- [What you need to do] Copy out the data so that nothing differs from the original.

- [Stored items from a collection]
▬▬▬▬▬▬▬▬▬▬
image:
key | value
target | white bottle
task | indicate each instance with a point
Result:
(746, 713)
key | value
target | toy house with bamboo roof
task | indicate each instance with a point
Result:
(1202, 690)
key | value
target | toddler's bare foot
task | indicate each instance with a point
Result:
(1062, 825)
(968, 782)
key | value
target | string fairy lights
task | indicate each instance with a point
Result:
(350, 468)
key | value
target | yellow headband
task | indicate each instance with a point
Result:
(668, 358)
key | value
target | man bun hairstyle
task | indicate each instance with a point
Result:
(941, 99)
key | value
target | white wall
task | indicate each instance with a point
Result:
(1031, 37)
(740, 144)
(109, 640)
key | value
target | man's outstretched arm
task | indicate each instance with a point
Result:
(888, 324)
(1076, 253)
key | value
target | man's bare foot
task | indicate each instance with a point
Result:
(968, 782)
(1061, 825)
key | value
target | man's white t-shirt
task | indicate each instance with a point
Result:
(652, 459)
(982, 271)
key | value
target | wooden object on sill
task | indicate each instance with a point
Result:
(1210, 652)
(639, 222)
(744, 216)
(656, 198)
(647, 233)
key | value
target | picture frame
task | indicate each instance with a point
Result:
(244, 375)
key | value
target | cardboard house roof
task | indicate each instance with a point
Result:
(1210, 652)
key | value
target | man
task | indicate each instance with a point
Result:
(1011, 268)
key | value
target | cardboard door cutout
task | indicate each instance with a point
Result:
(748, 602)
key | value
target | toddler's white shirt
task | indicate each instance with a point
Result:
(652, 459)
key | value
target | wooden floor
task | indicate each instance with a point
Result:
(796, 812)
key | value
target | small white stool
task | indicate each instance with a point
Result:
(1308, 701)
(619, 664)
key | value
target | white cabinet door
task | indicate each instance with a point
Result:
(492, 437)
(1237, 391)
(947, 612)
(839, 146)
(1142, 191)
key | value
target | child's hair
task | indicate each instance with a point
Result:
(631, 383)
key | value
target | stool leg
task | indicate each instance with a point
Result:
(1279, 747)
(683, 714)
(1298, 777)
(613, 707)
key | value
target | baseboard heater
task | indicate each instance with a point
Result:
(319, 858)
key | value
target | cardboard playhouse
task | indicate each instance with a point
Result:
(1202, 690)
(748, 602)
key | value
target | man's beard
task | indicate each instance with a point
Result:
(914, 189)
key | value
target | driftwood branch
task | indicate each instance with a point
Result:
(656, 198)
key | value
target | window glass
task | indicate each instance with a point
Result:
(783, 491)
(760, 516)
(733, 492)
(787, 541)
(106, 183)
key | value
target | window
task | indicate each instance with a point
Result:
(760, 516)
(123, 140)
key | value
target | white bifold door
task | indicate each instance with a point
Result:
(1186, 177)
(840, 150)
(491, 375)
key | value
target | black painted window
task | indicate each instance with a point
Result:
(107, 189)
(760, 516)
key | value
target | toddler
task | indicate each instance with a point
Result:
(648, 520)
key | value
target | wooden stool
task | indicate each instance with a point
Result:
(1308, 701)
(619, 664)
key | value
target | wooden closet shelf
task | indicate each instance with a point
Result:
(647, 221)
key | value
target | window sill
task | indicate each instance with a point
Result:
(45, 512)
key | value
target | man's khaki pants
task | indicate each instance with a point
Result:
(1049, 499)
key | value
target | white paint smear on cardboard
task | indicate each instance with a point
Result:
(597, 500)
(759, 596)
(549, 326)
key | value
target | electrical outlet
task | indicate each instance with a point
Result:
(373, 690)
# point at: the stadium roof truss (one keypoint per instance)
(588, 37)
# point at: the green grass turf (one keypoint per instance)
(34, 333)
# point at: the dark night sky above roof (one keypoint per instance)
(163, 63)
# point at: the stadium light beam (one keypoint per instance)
▬▬▬▬▬▬▬▬▬▬
- [Response area]
image:
key | value
target | white bottle
task | indicate each instance with a point
Result:
(746, 713)
key | value
target | toy house with bamboo roof
task | indicate each instance with a point
Result:
(1202, 690)
key | value
target | toddler's bare foot
task | indicate each instance with a point
Result:
(1062, 825)
(968, 782)
key | value
target | string fairy lights
task | indicate each instance with a point
Result:
(350, 468)
key | value
target | yellow headband
task | indicate each instance with a point
Result:
(668, 358)
key | value
target | man bun hairstyle
task | indicate each instance with a point
Result:
(941, 99)
key | value
target | white wall
task | indicate each instance with a point
Result:
(1031, 37)
(740, 144)
(109, 640)
key | value
target | man's outstretched arm
task | indicate each instance with a point
Result:
(888, 324)
(1076, 253)
key | value
target | man's bare foot
task | indicate each instance with a point
Result:
(968, 782)
(1061, 825)
key | value
target | man's white t-shirt
task | indicate each instance with a point
Result:
(652, 459)
(982, 271)
key | value
target | wooden object on sill
task | indicate each instance with a point
Result:
(1210, 652)
(639, 222)
(744, 216)
(656, 198)
(647, 233)
key | value
target | picture frame
task | indicate each instance with a point
Result:
(244, 375)
key | value
target | cardboard house roof
task | indicate each instance with a point
Result:
(1210, 652)
key | value
target | man
task | indicate each instance with a point
Result:
(1011, 268)
key | value
target | cardboard door cutout
task | indicate each instance with a point
Result:
(748, 602)
key | value
target | toddler's white shirt
task | indicate each instance with a point
Result:
(652, 459)
key | value
target | wooden floor
task | indicate each instance with a point
Result:
(796, 812)
key | value
target | small white stool
task | indicate each instance with a point
Result:
(1308, 701)
(619, 664)
key | value
target | white cabinet door
task | indicate each instance with a point
Result:
(492, 437)
(1237, 391)
(947, 612)
(839, 146)
(1142, 191)
key | value
target | child's hair
task | indicate each instance with a point
Result:
(631, 383)
key | value
target | stool leg
task | indicate each instance with a point
Result:
(1279, 747)
(683, 714)
(1298, 777)
(613, 707)
key | value
target | baseboard heater
task | indicate each instance with a point
Result:
(319, 858)
key | value
target | cardboard playhouse
task | indicate each instance with a point
Result:
(1202, 690)
(748, 602)
key | value
target | man's beard
task | indicate each instance with a point
Result:
(914, 189)
key | value
target | driftwood branch
task | indicate each instance with a point
Result:
(656, 198)
key | value
target | window glass
task | indicate each instance with a point
Result:
(783, 491)
(760, 516)
(733, 492)
(787, 541)
(106, 183)
key | value
target | window
task | indicate each instance with a point
Result:
(760, 516)
(123, 140)
key | value
target | white bifold door
task | indicate each instance with a point
Result:
(1186, 177)
(840, 150)
(491, 375)
key | value
target | black painted window
task | indicate each instance with a point
Result:
(107, 189)
(760, 516)
key | value
target | toddler
task | indicate each instance with a point
Result:
(648, 520)
key | value
target | wooden stool
task | indicate each instance with a point
Result:
(1308, 701)
(619, 664)
key | value
target | wooden closet shelf
task | indicate each instance with a point
Result:
(647, 221)
key | value
target | window sill
task | indicate each instance with a point
Result:
(45, 512)
key | value
target | man's khaki pants
task | indicate each instance with a point
Result:
(1049, 499)
key | value
target | white paint smear on cardboard
task | indicate each instance with a point
Result:
(597, 500)
(759, 596)
(549, 326)
key | value
target | electrical outlet
task | indicate each instance with a point
Result:
(373, 690)
# point at: the stadium roof truss (one keypoint per instance)
(588, 37)
# point at: the green grass turf (one keypoint per instance)
(34, 333)
# point at: the dark night sky above roof (one keypoint per instance)
(163, 63)
# point at: the stadium light beam (one keypoint per instance)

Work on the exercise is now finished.